This transition has created two levels of discourse in international relations: one constructed on the presumption of continuity of western-led globalization, albeit with some serious amendments (for example, recognizing the necessity of multilateral agreements with new emerging powers in non-western parts of the globe). The other discourse is built on the presumption that a multipolar world order already exists (confirmed by the self-confident politics of Russia and China, daring to openly question western hegemony) and the time of western-led globalization is over, ceding place to full-scale multipolarity.

The choice of perspective is defined by the geographical position of the observer: mainstream western analysis and above all US experts continue to believe that western dominance can be salvaged in one way or another, but a growing minority is already inclined to accept multipolarity as an irreversible fact; mainstream analysis in Russia and China confidently claim that multipolarity has won, while the pro-western (liberal) networks still defend adjusted unipolarity and believe that globalization can, in theory, overcome the present crisis. Elsewhere the analysis depends on what view dominates in society – pro-western (in that case the unipolar vision remains strong) or sovereign (in which case multipolarity is emphasized).

This theoretical remark is of importance as it clarifies the starting point in the discussion about Eurasia, China, Russia and India relations. First, the analyst, observer or expert should define his/her position on this fundamental transition. The rest will follow, making the logic and arguments valuable and sincere. We cannot rid ourselves of wishful thinking: the supporter of unipolarity would undermine multipolarity, searching for its weak points in an effort to somehow undermine it, whereas the opposing camp would be inclined to exaggerate the success of the new poles, downplaying opposite factors. Accepting this as an initial mapping of the field for discussion, we can freely proceed to express our (Eurasianist, Russian) point of view.

Eurasianists consider the shift from a unipolar world order that replaced the Cold War bipolar structure (including the non-aligned movement as a position granted by the existence of two main poles) as somehow inevitable, but at the same time recognize that it is an unfinished process and not to be taken for granted. The loss of global leadership enjoyed by the modern West for over five centuries is unlikely to be easily palatable to western ruling elites. In all likelihood they will try to save it or prolong it by resorting to a new global war or some artificial catastrophe of huge proportions. It is almost impossible to save the US (or western) domination by peaceful means, and the stakes being high, we should not exclude something terrible from happening. But on the other hand, we see the continuous growth of non-western actors – the strategic recovery of Putin’s Russia, economic achievements of China, and the demographic dynamics of Asia and Africa. In the long and middle term (maybe also in the short-term) the West is done. And on the side, multipolar players – Moscow and Beijing – have shown a strong determination to defend their sovereignty at all cost.

= INFORMATION SHOWN =

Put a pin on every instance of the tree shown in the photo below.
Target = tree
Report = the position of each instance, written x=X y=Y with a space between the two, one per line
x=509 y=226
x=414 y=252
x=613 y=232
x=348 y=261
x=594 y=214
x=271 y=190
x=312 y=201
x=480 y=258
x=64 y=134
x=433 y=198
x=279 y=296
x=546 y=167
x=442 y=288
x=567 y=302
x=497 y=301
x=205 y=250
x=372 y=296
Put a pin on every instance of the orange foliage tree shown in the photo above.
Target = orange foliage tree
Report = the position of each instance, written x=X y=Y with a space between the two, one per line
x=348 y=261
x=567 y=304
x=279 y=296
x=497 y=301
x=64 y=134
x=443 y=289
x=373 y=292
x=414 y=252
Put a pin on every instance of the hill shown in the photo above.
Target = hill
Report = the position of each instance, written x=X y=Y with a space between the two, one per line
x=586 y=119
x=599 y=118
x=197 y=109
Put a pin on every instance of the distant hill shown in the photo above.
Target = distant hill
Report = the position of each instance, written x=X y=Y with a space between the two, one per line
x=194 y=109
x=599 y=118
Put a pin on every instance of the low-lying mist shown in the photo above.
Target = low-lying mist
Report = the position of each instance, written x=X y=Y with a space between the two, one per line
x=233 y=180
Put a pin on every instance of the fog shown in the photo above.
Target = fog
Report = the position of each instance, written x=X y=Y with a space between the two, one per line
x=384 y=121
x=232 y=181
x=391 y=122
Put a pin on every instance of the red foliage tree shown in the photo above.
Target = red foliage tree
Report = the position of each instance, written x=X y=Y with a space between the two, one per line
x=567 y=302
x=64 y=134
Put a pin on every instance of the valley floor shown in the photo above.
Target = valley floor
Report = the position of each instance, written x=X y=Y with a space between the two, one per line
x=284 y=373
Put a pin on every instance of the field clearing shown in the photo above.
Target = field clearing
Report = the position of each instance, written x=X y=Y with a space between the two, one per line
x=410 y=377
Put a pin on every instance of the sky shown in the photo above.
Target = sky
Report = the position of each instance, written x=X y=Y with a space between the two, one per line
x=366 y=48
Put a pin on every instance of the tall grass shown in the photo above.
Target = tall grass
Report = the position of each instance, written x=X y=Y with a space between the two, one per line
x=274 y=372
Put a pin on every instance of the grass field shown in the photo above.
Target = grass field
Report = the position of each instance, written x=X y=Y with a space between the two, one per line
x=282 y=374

= EXERCISE OBJECTIVE =
Continue the essay on the shift from unipolarity to multipolarity, picking up after its final sentence.

= EXERCISE OUTPUT =
 

Under these circumstances, Eurasia is the continent where everything is being decided. Here already exist two self-conscious poles of multipolarity. It holds a large concentration of the human population. It is a natural site for the emergence of an alternative centre of global decision making. The unipolarists, naturally, will attempt to prevent that from happening. Hence, the sanctions on Russia, a trade war with China, pressures on other regional powers that are increasingly moving away from the control of the West (Iran, Pakistan, Turkey) and so on, are part of the game.

On the other hand, we observe a growing determination to forge Eurasian cooperation in the form of a Eurasian Economic Union led by Russia, the Shanghai Cooperation Organization, the Chinese Belt and Road Initiative and the Russian-Iranian-Turkish alliance in Syria. There are initiatives working for consolidating Islamic countries and promoting cooperation in the Pacific zone. But the main tendency is represented by a clear multipolar strategy, summarized in the proposition of Vladimir Putin to Chinese leader Xi Jinping, to inaugurate the Greater Eurasia project where all multipolar initiatives of integration and cooperation can be included.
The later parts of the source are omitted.